> **Document passage**

To further simplify their operations, Southwest has never offered meal service on its flights. Meals can add $40 per passenger to the cost of a flight. Instead, passengers on Southwest are served beverages, peanuts (referred to as “frills”), and on longer flights, crackers or other light snacks such as cookies. There is no assigned seating. Upon arrival at a Southwest gate, each passenger holding a reservation is given a reusable plastic boarding pass with numbers from 1 to 137, the maximum load of their 737 aircraft. Passengers are loaded in groups of 30 and the boarding passes are collected for use on the next flight. Standby passengers are boarded if seats are available in the order in which they sign up at the departure gate.

Although they are not connected to other airlines’ reservation systems or affiliated with other frequent flyer programs, Southwest does have its own frequent flyer club (“The Company Club”), also a model of simplicity. It is based on the number of trips flown, not the mileage. Members keep a card that is stamped every time a plane is boarded. After accumulating 16 segments, a free ticket is awarded and a Company Club card is issued. The card is then read into the computer system for each trip. This approach economizes on operating costs since it requires no effort to keep track of mileage. Based on some negative advertising by United about Southwest’s frequent flyer program, Herb Kelleher recently sent a letter to all Company Club members detailing how awards from Southwest took less mileage to obtain and were more widely available than other airlines. Kelleher argues that their program “...is the greatest value because it gives you free travel faster, for much less money, without giving up great service.” For instance, after 50 roundtrips within a 12-month period, a companion flies free with a Company Club member, even if you’re travelling on an award ticket.

Boundary annotation records:
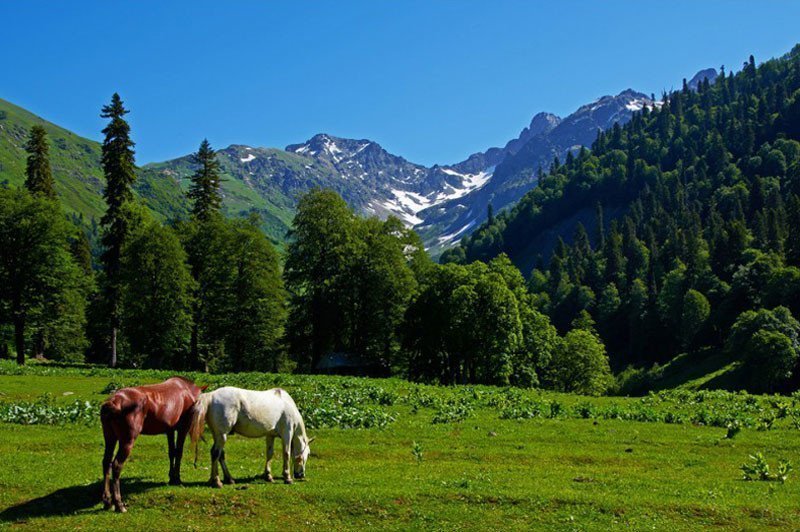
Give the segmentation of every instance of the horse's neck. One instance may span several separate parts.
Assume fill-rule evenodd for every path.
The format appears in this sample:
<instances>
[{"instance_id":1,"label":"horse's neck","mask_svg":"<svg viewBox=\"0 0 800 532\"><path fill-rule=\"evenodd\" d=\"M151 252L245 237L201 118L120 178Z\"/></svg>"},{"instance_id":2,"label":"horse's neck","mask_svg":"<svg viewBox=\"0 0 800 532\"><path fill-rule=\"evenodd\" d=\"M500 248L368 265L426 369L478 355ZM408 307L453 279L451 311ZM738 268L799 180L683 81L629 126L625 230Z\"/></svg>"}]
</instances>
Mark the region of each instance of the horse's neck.
<instances>
[{"instance_id":1,"label":"horse's neck","mask_svg":"<svg viewBox=\"0 0 800 532\"><path fill-rule=\"evenodd\" d=\"M294 405L291 405L294 408L290 408L292 410L292 424L294 425L293 430L293 440L300 441L305 443L308 441L308 435L306 434L306 424L303 423L303 416L300 415L300 410Z\"/></svg>"}]
</instances>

> **Exercise instructions**
[1] Answer these questions about the Southwest Airlines passage:
(a) What is the maximum load of the 737 aircraft?
(b) How many segments must a member accumulate to be awarded a free ticket?
(c) How many roundtrips within a 12-month period let a companion fly free with a Company Club member?
[2] Please continue the Southwest Airlines passage from the point where it stops.
This data comes from a separate source.

> **Outputs by task**
[1]
(a) 137 passengers
(b) 16 segments
(c) 50 roundtrips

[2]
Overall, Southwest Airlines has been profitable in every one of the last 21 years, a record achieved by no other major U.S. airline. It was consistently profitable even during the 1991–1992 period, during which some 40 percent of the total capacity of the U.S. airline industry was seeking bankruptcy protection or ceased operation completely. Exhibit 1 presents selected financial and operating data for last ten years. According to Money magazine, for the twenty-year period 1972– 1992, Southwest’s stock earned the highest returns of any publicly traded U.S. stock—a compounded return of over 21,000%. Only Wal-Mart comes close to being as good as an investment over this period.

Competitive Advantage

Although the reasons for Southwest’s success were many, one highly visible advantage could be seen in their cost structure. Kelleher recognized that short-haul flying was inherently more costly than longer flights (the plane is taking off and landing more often and has to be handled at every gate). He understood that the lowest-cost provider could leverage that cost advantage most where costs are highest. Exhibit 2 shows the costs per available seat mile for two comparable quarters in 1993 and 1994. Southwest’s costs averaged roughly 7.1 cents while the larger airlines had costs up to 10 cents or more per mile, 20–30 percent higher. This achievement is even more striking when noting that Southwest’s costs in 1984 were 5.86 cents. So, over a decade its costs had increased by only about 20 percent.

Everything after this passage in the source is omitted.